- _WHAT TO WORK ON_: Reproduce the records below from their first line up to and including the line containing "[(119, 87)]", with the requests kept in place, and give only those lines. Scale each x and y coordinate in the answers by 0.55, rounding to whole numbers with halves going up.

- _RECORDS FOR THE EXERCISE_:
------------------------
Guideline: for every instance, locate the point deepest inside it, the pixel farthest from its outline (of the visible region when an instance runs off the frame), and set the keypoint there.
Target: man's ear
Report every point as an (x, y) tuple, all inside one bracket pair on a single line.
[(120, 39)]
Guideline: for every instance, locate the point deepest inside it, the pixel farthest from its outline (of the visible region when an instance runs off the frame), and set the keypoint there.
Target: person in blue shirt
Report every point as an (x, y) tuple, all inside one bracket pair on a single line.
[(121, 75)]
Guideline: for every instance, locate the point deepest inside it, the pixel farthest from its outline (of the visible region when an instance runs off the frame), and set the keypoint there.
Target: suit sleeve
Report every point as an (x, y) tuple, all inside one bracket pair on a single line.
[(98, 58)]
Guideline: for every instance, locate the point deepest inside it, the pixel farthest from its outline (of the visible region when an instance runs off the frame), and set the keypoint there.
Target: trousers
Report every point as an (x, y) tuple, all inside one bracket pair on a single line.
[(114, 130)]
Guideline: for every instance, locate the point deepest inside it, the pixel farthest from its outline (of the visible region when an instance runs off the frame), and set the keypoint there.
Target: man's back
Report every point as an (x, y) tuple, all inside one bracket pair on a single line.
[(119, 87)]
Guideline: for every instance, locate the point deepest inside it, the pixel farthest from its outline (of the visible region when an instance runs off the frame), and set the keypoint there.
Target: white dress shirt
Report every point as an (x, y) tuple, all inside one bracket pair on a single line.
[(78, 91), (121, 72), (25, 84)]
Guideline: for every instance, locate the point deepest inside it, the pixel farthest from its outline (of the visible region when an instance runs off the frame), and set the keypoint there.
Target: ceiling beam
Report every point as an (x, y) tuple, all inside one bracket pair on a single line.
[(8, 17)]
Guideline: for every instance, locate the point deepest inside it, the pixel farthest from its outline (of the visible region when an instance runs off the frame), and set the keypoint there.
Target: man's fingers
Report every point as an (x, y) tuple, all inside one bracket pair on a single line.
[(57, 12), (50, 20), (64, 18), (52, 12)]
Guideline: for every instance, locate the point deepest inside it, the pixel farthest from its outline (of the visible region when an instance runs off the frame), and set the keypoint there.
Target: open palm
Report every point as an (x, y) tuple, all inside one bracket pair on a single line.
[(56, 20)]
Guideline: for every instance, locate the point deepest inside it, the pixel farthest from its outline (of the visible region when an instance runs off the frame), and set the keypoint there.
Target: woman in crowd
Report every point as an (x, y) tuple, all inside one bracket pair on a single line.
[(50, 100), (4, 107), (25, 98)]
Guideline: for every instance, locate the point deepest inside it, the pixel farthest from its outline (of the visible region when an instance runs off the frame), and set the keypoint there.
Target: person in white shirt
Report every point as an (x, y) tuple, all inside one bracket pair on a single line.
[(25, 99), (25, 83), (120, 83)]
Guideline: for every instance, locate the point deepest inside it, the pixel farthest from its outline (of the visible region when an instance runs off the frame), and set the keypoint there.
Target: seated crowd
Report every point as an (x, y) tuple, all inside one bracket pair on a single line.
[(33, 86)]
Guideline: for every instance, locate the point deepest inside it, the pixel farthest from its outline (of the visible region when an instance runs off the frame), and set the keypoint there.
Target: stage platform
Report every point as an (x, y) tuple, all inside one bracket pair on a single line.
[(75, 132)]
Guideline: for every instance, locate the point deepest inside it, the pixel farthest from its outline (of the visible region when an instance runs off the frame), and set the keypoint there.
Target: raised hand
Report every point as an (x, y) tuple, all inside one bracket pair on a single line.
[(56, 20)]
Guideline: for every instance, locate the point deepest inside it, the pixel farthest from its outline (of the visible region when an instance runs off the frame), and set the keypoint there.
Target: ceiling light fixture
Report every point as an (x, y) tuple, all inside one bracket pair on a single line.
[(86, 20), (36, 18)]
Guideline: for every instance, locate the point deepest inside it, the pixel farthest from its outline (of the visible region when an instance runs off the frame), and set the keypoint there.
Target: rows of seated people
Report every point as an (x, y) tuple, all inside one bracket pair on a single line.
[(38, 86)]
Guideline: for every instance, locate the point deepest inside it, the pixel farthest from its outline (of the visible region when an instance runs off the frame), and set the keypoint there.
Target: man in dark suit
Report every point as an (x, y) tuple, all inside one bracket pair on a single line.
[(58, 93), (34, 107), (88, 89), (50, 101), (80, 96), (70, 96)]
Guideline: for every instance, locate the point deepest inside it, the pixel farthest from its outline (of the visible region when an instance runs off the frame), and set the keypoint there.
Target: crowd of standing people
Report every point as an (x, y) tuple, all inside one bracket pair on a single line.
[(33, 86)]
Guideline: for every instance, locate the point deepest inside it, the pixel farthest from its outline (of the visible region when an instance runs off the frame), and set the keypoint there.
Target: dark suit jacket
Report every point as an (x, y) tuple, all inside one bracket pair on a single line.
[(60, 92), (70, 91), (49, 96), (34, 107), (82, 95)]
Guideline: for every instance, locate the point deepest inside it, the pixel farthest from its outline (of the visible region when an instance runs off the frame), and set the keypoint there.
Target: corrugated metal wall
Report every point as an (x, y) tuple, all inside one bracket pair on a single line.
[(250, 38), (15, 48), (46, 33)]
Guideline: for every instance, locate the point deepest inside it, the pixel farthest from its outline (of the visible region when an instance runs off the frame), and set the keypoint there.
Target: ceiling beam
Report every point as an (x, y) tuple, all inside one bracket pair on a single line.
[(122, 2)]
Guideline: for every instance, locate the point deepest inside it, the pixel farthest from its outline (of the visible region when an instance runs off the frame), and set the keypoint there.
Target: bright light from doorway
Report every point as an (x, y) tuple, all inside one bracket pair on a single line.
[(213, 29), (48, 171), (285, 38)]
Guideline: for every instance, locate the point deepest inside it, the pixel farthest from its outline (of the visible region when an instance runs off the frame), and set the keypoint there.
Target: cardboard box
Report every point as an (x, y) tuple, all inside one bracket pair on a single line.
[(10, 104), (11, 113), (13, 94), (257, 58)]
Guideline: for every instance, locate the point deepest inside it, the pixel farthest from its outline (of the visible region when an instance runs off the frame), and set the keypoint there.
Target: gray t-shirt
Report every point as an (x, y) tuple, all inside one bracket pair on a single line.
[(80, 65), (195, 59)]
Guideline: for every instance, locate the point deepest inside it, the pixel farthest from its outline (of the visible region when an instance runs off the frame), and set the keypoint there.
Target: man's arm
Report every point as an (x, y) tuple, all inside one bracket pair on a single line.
------------------------
- _RIGHT ANSWER_:
Guideline: for every instance, locate the point deepest inside it, the pixel farthest from its outline (of the visible region when an instance runs off the frame), and set the keypoint there.
Target: man's ear
Report every point as an (x, y) tuple, all inside one bracket pair on a single line.
[(66, 21)]
Guideline: for every instance, locate the point deepest inside it, the pixel farthest from its outline (of the visible region when an instance runs off the frame), and set the keypoint there.
Target: person in blue shirt
Report every point as an (x, y) tuple, all inside one bracket pair on a single line.
[(67, 41)]
Guideline: for every instance, locate the point deepest inside it, the pixel farthest from its outline (of the visible region when an instance runs off the frame), and set the keypoint there.
Target: suit sleeve
Report every point as an (x, y) tuple, all inside one bracket pair on a single line.
[(54, 32)]
Guideline: for every instance, locate the point deepest inside it, the pixel farthest from its outline (of the visible region when an instance runs off the frame), and set the keypoint there.
Target: trousers
Report every point as an (x, y) tuple, all inside one bracket pair on a single line.
[(63, 72)]
Guideline: for every instance, locate the point deepest inside it, the pixel farthest from its outline (of the visible region when an instance runs off the frame), and set the keypoint there.
Target: man's back
Report every point as an (x, y) tuple, all inside one bracket pair on a single line.
[(65, 48)]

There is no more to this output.